*SELECTED TEXT*
[Start of Attachment]

Boris Johnson appears to be out of danger at the start of an Easter weekend that ministers claim will be critical in the battle against coronavirus.
After three nights in intensive care, the prime minister is now back in a hospital ward after a gradual improvement in his condition that has left him in "extremely good spirits".
Downing Street announced Mr Johnson's move out of intensive care shortly after his stand-in, Dominic Raab, told the nation it is too early to lift the coronavirus lockdown.
With temperatures set to soar over the Easter weekend, police forces have warned they are ready to take action against those who flout rules designed to slow the spread of COVID-19.
Speaking after chairing a COBRA meeting, Mr Raab declared: "We're not done yet. After all the efforts everybody has made, after all the sacrifices we've made, let's not ruin it now."
The government has launched a huge Easter holiday publicity blitz urging the public to stay at home, not visit friends or family and observe the lockdown rules over the weekend.
Launching the campaign, a spokesman said: "We are at a crucial moment in preventing further transmission of coronavirus, and so it is vital that we continue following the government's guidance to stay at home, protect the NHS, and save lives."
Earlier, Number 10 posted a tweet in Mr Johnson's name urging: "This Easter, don't go and see your grandad. Instead keep in touch by video call or over the phone."
There were concerns the government's message would be undermined by the disclosure that a key Johnson ally in defending the lockdown, Housing Secretary Robert Jenrick, drove 40 miles to visit his parents last weekend.
However, a source told Sky News: "Mr Jenrick went to drop off essential medicines and food to his parents who are self-isolating due to their age. He followed guidance and left the items outside their home."
The prime minister was admitted to hospital on Sunday evening and moved to intensive care on Monday evening, prompting alarm at the heart of government and among his family members.

[End of Attachment]

*DATA PROVIDED*

[Start of Attachment]

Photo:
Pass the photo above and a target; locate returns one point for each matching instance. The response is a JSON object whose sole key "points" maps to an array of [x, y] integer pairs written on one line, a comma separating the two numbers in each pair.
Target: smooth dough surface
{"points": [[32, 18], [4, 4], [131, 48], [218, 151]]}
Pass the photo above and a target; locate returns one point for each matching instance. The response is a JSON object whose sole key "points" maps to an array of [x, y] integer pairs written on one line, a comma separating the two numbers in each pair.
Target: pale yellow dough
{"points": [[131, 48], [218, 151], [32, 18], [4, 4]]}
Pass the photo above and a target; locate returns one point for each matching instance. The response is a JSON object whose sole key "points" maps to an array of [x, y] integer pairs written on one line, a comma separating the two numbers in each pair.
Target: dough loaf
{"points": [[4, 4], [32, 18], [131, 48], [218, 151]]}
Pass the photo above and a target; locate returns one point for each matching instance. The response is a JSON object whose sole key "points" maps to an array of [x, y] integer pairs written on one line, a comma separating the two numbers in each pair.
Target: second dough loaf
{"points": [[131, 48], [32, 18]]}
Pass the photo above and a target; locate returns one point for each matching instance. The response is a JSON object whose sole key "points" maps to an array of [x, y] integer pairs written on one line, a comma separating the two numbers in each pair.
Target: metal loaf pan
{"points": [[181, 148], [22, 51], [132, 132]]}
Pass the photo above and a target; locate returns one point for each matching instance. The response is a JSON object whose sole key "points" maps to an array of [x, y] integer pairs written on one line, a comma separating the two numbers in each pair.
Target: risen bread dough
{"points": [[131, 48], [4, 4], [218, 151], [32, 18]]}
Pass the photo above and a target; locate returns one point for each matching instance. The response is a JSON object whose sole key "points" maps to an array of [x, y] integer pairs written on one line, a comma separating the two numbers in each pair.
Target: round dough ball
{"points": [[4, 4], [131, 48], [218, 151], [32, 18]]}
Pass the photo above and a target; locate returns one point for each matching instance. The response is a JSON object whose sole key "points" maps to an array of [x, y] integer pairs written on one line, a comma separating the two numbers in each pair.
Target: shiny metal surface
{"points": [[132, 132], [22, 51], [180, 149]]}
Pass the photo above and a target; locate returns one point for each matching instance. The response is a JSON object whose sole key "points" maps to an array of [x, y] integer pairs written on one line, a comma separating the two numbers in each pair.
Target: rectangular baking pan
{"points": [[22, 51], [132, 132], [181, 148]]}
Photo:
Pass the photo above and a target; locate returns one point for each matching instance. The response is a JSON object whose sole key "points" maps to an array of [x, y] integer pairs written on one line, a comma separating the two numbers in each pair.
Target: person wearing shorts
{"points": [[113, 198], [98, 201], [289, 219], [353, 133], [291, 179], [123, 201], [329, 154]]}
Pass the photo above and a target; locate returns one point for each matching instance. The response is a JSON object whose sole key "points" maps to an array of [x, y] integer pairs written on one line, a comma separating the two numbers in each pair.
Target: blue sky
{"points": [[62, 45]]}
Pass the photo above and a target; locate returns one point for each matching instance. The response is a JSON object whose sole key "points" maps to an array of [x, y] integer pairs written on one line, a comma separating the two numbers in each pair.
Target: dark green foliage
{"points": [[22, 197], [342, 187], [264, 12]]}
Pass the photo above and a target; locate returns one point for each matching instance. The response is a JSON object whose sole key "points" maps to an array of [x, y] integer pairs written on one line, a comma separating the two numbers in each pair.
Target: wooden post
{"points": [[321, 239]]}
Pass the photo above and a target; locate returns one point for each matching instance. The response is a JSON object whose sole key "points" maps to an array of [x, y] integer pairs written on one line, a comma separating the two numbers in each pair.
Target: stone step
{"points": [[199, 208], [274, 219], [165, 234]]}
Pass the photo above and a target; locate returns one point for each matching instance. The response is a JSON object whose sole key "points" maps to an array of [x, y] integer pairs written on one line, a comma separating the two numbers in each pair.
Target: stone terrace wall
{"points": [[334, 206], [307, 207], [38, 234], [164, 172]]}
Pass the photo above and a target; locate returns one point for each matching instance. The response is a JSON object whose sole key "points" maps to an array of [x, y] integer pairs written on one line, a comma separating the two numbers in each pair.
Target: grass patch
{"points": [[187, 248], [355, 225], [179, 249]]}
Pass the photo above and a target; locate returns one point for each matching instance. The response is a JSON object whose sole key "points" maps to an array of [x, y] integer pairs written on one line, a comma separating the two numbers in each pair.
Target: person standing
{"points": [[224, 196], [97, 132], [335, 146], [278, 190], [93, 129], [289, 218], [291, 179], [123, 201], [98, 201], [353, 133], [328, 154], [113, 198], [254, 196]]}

[End of Attachment]
[Start of Attachment]

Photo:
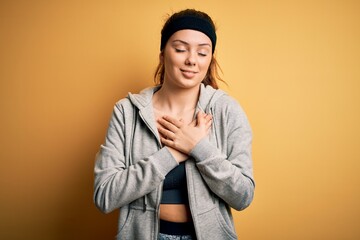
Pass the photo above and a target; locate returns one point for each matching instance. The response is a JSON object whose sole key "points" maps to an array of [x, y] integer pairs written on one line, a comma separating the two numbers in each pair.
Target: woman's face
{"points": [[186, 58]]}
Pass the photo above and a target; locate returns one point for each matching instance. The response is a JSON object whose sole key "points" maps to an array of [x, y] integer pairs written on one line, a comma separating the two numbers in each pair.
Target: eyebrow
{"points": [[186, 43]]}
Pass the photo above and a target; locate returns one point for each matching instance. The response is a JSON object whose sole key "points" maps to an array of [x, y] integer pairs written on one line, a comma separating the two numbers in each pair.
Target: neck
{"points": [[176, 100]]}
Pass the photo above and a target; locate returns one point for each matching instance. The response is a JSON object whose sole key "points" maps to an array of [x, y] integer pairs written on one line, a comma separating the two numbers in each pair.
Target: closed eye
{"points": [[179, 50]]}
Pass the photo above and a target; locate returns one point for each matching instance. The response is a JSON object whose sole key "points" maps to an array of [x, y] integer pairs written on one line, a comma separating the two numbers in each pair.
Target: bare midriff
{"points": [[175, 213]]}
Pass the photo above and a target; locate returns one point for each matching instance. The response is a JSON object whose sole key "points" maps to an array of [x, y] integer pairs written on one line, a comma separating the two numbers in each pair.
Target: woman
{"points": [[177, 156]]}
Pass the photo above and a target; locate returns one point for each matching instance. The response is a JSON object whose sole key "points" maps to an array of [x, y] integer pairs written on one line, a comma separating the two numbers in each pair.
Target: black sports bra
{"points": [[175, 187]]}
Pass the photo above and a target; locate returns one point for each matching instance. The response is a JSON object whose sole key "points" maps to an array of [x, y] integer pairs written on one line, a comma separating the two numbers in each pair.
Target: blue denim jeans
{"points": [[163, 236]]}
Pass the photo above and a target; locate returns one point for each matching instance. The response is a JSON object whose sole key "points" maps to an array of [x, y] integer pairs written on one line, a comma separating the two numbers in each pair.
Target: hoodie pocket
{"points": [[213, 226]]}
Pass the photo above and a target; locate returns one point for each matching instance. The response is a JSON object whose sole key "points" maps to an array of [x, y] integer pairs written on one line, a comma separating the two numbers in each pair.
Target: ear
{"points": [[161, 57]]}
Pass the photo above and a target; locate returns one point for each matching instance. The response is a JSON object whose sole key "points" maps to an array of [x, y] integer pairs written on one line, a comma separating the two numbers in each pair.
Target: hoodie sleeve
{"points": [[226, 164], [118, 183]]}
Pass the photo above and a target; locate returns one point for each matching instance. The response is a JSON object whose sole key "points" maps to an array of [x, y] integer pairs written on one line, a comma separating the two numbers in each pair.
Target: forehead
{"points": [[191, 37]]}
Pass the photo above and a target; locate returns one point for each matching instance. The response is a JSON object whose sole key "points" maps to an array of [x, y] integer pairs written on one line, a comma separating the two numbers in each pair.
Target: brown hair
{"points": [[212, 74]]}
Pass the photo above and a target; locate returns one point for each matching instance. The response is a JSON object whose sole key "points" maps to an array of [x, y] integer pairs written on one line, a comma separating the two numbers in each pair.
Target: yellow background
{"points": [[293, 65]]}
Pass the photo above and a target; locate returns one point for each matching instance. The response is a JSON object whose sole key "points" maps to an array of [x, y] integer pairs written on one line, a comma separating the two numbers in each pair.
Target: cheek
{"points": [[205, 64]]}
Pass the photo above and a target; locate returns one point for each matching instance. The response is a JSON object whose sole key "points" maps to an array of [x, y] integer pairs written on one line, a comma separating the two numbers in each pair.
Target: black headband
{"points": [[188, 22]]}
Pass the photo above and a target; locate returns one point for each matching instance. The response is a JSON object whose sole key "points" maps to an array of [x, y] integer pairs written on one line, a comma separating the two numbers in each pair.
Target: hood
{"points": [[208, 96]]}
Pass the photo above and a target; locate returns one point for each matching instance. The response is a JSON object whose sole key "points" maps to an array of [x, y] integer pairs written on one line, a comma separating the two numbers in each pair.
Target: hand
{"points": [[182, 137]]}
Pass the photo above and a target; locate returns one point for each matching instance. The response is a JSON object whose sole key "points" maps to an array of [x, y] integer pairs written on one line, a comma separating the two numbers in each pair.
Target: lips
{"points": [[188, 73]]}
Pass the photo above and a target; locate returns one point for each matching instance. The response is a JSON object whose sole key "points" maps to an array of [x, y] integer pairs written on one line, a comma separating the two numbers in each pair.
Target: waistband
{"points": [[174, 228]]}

[End of Attachment]

*BRIEF*
In the article on Boris Johnson's hospital stay, how many nights did the prime minister spend in intensive care before returning to a hospital ward?

*RESULT OF THE TASK*
Three nights.